Start of SOURCE RECORDS
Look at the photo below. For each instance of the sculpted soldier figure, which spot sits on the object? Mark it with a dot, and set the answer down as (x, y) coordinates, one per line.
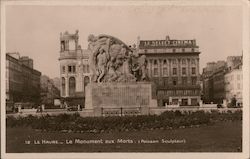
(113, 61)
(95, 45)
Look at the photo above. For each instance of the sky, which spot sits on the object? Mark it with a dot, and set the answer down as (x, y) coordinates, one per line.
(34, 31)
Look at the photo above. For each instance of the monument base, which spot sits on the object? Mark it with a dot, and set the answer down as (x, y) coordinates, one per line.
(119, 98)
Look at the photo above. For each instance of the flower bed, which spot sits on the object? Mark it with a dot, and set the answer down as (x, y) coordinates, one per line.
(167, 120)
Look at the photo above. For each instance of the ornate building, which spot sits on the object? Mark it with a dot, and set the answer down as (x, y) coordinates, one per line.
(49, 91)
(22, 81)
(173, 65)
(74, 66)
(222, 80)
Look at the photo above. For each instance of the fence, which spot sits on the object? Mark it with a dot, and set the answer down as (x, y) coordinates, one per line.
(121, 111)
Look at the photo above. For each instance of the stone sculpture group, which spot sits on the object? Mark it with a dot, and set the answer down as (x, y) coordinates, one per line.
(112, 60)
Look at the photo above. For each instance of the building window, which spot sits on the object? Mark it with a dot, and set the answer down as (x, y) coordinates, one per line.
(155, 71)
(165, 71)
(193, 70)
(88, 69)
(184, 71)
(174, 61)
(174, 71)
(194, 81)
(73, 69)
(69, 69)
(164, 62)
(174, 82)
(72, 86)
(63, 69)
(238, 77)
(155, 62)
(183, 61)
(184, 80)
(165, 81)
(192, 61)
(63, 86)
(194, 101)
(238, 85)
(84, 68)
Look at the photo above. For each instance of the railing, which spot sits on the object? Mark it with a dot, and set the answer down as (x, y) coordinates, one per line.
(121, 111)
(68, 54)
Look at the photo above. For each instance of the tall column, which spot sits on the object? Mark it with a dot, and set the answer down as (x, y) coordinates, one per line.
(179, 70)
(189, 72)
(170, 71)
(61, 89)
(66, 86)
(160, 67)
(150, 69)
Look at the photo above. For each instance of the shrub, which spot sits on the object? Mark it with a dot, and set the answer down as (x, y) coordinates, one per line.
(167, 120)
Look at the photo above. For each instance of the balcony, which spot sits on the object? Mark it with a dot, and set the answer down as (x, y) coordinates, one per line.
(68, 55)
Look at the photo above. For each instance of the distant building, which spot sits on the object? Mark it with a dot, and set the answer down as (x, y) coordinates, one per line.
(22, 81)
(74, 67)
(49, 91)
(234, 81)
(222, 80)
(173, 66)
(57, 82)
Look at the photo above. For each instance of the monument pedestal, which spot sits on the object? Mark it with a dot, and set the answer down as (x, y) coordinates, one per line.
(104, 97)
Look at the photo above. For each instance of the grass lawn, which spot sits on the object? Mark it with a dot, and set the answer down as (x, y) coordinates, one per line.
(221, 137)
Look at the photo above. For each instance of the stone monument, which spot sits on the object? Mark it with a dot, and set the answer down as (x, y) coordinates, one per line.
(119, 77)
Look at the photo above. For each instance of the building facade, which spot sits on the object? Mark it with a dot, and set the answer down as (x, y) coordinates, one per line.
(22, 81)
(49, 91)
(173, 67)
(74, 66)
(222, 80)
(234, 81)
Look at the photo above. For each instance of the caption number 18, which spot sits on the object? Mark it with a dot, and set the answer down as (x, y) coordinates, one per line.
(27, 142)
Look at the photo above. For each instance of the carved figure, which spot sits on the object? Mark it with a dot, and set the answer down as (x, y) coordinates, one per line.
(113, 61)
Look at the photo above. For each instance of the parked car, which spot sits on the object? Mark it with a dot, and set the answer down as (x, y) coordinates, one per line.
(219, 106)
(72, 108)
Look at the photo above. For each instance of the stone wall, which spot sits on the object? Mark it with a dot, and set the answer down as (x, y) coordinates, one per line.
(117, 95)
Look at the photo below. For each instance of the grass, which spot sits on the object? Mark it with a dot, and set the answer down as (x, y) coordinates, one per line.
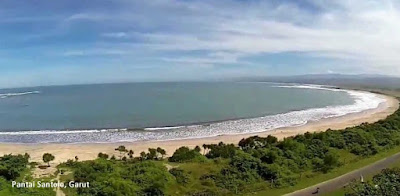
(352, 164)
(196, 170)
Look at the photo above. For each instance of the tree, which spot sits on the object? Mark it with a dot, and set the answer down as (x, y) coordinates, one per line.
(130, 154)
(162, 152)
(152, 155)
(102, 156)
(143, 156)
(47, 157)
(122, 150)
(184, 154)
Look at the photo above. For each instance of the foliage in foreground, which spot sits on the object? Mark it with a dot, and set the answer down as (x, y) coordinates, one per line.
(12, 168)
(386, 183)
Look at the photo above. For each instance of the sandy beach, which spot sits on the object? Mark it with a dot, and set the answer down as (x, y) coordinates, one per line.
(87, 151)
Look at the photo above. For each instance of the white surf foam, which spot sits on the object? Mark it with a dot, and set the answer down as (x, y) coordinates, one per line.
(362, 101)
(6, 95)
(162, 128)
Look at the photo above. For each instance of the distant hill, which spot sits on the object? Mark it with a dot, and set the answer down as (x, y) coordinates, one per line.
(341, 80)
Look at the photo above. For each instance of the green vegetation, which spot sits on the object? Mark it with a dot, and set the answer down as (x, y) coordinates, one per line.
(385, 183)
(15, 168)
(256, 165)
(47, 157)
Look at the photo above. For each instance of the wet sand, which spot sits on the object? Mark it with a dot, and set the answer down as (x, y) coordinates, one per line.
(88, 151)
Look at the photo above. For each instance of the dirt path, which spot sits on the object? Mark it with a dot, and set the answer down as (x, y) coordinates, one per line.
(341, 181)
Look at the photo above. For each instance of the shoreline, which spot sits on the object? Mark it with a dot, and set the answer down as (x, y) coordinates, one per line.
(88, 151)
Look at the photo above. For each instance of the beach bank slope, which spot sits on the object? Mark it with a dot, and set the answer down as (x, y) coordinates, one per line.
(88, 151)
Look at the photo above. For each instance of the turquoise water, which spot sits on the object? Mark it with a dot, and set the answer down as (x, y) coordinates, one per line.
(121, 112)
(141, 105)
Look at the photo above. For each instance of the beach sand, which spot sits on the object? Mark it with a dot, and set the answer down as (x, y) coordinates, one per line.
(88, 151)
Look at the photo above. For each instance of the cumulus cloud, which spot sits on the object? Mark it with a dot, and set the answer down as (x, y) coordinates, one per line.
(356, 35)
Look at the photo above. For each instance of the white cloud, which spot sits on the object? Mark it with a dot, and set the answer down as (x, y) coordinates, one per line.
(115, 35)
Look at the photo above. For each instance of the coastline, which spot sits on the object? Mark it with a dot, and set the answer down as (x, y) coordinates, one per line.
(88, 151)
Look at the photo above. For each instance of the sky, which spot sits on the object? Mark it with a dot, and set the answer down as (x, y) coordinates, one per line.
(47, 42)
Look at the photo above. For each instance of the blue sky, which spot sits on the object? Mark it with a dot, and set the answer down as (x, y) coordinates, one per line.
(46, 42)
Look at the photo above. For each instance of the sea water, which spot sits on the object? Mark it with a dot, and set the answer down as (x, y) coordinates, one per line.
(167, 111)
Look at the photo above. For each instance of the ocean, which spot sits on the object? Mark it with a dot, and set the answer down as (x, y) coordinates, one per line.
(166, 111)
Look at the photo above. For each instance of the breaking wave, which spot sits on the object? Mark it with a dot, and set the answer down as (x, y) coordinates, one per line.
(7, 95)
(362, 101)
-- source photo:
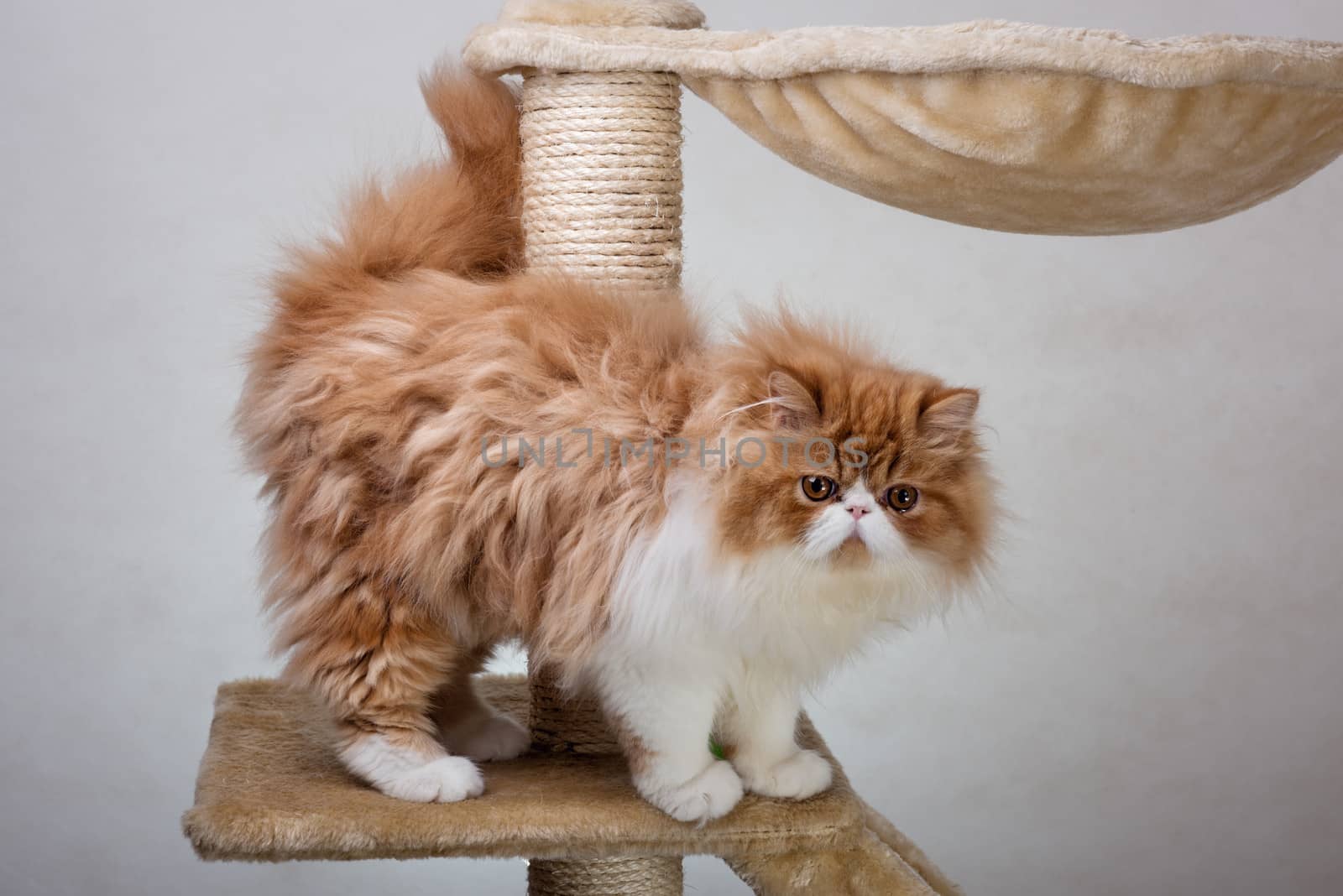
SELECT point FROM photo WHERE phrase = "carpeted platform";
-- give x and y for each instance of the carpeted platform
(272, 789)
End of SOURCE RECORDS
(WORK REQUIRED) Lay out every line of the data above as a Markdown table with the columns "Row" and "Line", where "Row" holds the row number. Skip blank lines and leave the pictures out.

(THE RESPONSE)
| Row | Line |
|---|---|
| 1 | Look at the photo below. For each instance of the sculpted soldier figure, which spot sits on the object? Mark it with a dot, and set the answer down as (x, y) coordinates, one per line. |
| 2 | (113, 61) |
| 3 | (95, 45) |
| 4 | Look at the photo above. For each instance of the sky, which spot sits on the object? Mark it with a dot, and set the answer down as (x, y) coordinates, one per line. |
| 5 | (34, 31) |
| 6 | Look at the photo above. For each instance of the monument base, which spot sits on the object? Mark it with a dot, and set the answer down as (x, y) coordinates, one per line. |
| 7 | (119, 98) |
| 8 | Look at the photo above. For each instance of the flower bed, which spot sits on the object? Mark it with a dot, and set the answer down as (x, y) coordinates, one per line. |
| 9 | (167, 120) |
| 10 | Look at the photo above. For each instance of the ornate building, which spot sits on the object? Mark it with a dot, and set the answer down as (x, y) coordinates, one per line. |
| 11 | (49, 91) |
| 12 | (22, 81) |
| 13 | (173, 65) |
| 14 | (74, 66) |
| 15 | (222, 80) |
| 16 | Look at the photo above. For each instance of the fence, which spot sits on the object? Mark it with a dot, and set the answer down as (x, y) coordinates, one per line. |
| 17 | (121, 111) |
| 18 | Look at the photo above. For each instance of the stone sculpture group, which spot sits on the object? Mark it with a dot, and set the answer down as (x, y) coordinates, one per line. |
| 19 | (112, 60) |
| 20 | Look at the photo above. For each instance of the building window, which spot sits on the object? Mark it with a dot, and set the answer down as (x, y) coordinates, one per line. |
| 21 | (155, 71) |
| 22 | (165, 71) |
| 23 | (193, 70) |
| 24 | (88, 69) |
| 25 | (184, 71) |
| 26 | (174, 61) |
| 27 | (174, 71) |
| 28 | (194, 81) |
| 29 | (73, 69) |
| 30 | (69, 69) |
| 31 | (164, 62) |
| 32 | (174, 82) |
| 33 | (72, 86) |
| 34 | (63, 69) |
| 35 | (238, 77) |
| 36 | (155, 62) |
| 37 | (183, 61) |
| 38 | (184, 80) |
| 39 | (165, 81) |
| 40 | (192, 61) |
| 41 | (63, 86) |
| 42 | (194, 101) |
| 43 | (238, 85) |
| 44 | (84, 68) |
| 45 | Look at the photo above. For each instance of the railing, which spot sits on the object? Mark it with a dot, and set the answer down as (x, y) coordinates, one per line. |
| 46 | (121, 111) |
| 47 | (68, 54) |
| 48 | Look at the photo above. For each instance of the tall column, which spot sits on the object? Mark it with a dot, and set the answer down as (x, y) coordinates, one per line. |
| 49 | (179, 70) |
| 50 | (189, 72) |
| 51 | (170, 71) |
| 52 | (61, 89) |
| 53 | (66, 86) |
| 54 | (160, 67) |
| 55 | (150, 69) |
| 56 | Look at the photo above. For each instance of the shrub, which spot sits on the object? Mark it with a dot, and set the answer down as (x, y) coordinates, one per line. |
| 57 | (167, 120) |
| 58 | Look at the photo above. For each instance of the balcony, which spot sits on the object? Mark it with a dot, and set the answer down as (x, y) coordinates, one per line. |
| 59 | (68, 55) |
| 60 | Look at the photo above. For each instance of the distant building, which spot sits on the object? Mark it with a dot, and set the answer down as (x, y) coordinates, one per line. |
| 61 | (22, 81) |
| 62 | (74, 67) |
| 63 | (49, 91) |
| 64 | (234, 81) |
| 65 | (222, 80) |
| 66 | (173, 66) |
| 67 | (57, 82) |
| 68 | Look at the photo above. For each instance of the monument pedestal, which spot sits on the object? Mark it with a dot, and set the answer down as (x, y) coordinates, one per line. |
| 69 | (104, 97) |
| 70 | Look at the photo above. For each instance of the grass lawn, which spot sits on the object? Mark it with a dot, and set the answer down as (x, y) coordinates, one per line. |
| 71 | (221, 137) |
| 72 | Look at the photo above. For each instance of the stone monument, which spot sits on the object? Mark it with a dot, and set the answer down as (x, y) coordinates, one per line. |
| 73 | (119, 77) |
| 74 | Look at the photo above. For each instance of the building facade, which spot sits on the object? Mark it with a dot, and set the answer down as (x, y) coordinates, one per line. |
| 75 | (22, 81) |
| 76 | (49, 91) |
| 77 | (173, 67) |
| 78 | (74, 66) |
| 79 | (222, 80) |
| 80 | (234, 81) |
| 81 | Look at the photo above. For each instance of the caption number 18, which spot sits on the object? Mark it with a dot, and set the answer down as (x, y) coordinates, one per line. |
| 82 | (27, 142) |
| 83 | Look at the photo above. For each instance of the carved figure, which spot sits on the object? Mark it with a dot, and set the answer down as (x, y) coordinates, one per line. |
| 84 | (113, 61) |
| 85 | Look at the photo above. For each instance of the parked car, which spot sits on the object? Mark it with a dot, and set the answer down as (x, y) coordinates, one per line. |
| 86 | (219, 106) |
| 87 | (72, 108) |
| 88 | Look at the photo above. For each instance of the stone wall, which spot sits on the object? Mark it with a dot, and set the answer down as (x, y) coordinates, one per line. |
| 89 | (117, 95) |
| 90 | Look at the photo below. For each instance of the grass, which spot sits on the object? Mark it with a dot, and set the answer down as (x, y) coordinates, one per line. |
| 91 | (352, 164) |
| 92 | (196, 170) |
| 93 | Look at the photo above. For each instance of the tree, which spot sits on the object? Mark it with a dot, and set the answer down as (x, y) coordinates, one per line. |
| 94 | (130, 154) |
| 95 | (162, 152) |
| 96 | (152, 155) |
| 97 | (102, 156) |
| 98 | (143, 156) |
| 99 | (47, 157) |
| 100 | (122, 150) |
| 101 | (184, 154) |
| 102 | Look at the photo above. For each instance of the foliage in foreground, which spot sits on the object? Mark it with a dot, and set the answer down as (x, y) coordinates, one per line. |
| 103 | (12, 168) |
| 104 | (386, 183) |
| 105 | Look at the photo above. For each instance of the sandy beach, which spot sits on the object? Mark it with a dot, and set the answer down as (x, y) coordinates, one per line. |
| 106 | (87, 151) |
| 107 | Look at the photo above. For each instance of the white surf foam, which spot sits on the object? Mark it with a dot, and set the answer down as (x, y) coordinates, one per line. |
| 108 | (362, 101) |
| 109 | (6, 95) |
| 110 | (162, 128) |
| 111 | Look at the photo above. For each instance of the distant hill, which spot sits on the object? Mark it with a dot, and set the answer down as (x, y) coordinates, one per line. |
| 112 | (341, 80) |
| 113 | Look at the photo above. For each instance of the green vegetation, which spot sits on the object? Mark it with a dot, and set the answer down as (x, y) coordinates, one per line. |
| 114 | (385, 183) |
| 115 | (15, 168) |
| 116 | (256, 165) |
| 117 | (47, 157) |
| 118 | Look at the photo above. For each instance of the wet sand, which spot sits on the object? Mark it with a dot, and set the answer down as (x, y) coordinates, one per line. |
| 119 | (88, 151) |
| 120 | Look at the photo above. For each instance of the dirt path, which spot sits on the object? Mark it with a dot, and set the answer down as (x, y) coordinates, one per line. |
| 121 | (341, 181) |
| 122 | Look at the photo above. For each instance of the shoreline, which spot sits on the object? Mark it with a dot, and set the answer down as (x, y) coordinates, one per line. |
| 123 | (88, 151) |
| 124 | Look at the photo above. For each instance of the beach bank slope, which spot sits on the object? Mark it with a dot, and set the answer down as (x, y) coordinates, one per line. |
| 125 | (88, 151) |
| 126 | Look at the photo above. For each instance of the turquoise water, which spot sits on the object? Mark it with a dot, and set the answer down as (x, y) coordinates, one per line. |
| 127 | (121, 112) |
| 128 | (141, 105) |
| 129 | Look at the photo above. For each instance of the beach sand, which spot sits on the object? Mark it with a dot, and set the answer down as (x, y) coordinates, one per line. |
| 130 | (88, 151) |
| 131 | Look at the photo above. For each instance of the cumulus cloud, which spot sits on the object? Mark it with a dot, and set the answer down as (x, y) coordinates, one per line. |
| 132 | (356, 35) |
| 133 | Look at the photo above. For each instance of the white cloud, which spot sits on the object? Mark it with a dot, and set the answer down as (x, y) coordinates, one per line. |
| 134 | (115, 35) |
| 135 | Look at the photo above. For each instance of the coastline, which spot sits on the object? Mark it with a dot, and set the answer down as (x, y) coordinates, one per line. |
| 136 | (88, 151) |
| 137 | Look at the photo above. For each instance of the sky, which spot sits on the object? Mark it with a dot, and set the answer down as (x, y) coordinates, one per line. |
| 138 | (47, 42) |
| 139 | Look at the photo above. For each instance of the blue sky, which spot sits on the object? Mark it with a dot, and set the answer down as (x, y) coordinates, one per line. |
| 140 | (46, 42) |
| 141 | Look at the photo above. For each instance of the sea water, which spot sits on the object? Mark it with a dot, and set the answer down as (x, y) coordinates, one per line. |
| 142 | (167, 111) |
| 143 | Look at the photo above. For each instance of the ocean, which spot sits on the object? Mark it with a dot, and set the answer down as (x, y) coordinates, one per line. |
| 144 | (166, 111) |
| 145 | Look at the photo above. For each instance of the breaking wave, which spot sits on the object? Mark it with a dot, and set the answer down as (x, y) coordinates, one per line. |
| 146 | (7, 95) |
| 147 | (362, 101) |
| 148 | -- source photo: |
| 149 | SELECT point FROM photo WHERE phrase = "carpeted platform"; |
| 150 | -- give x and y for each instance of the carpeted platform |
| 151 | (272, 789) |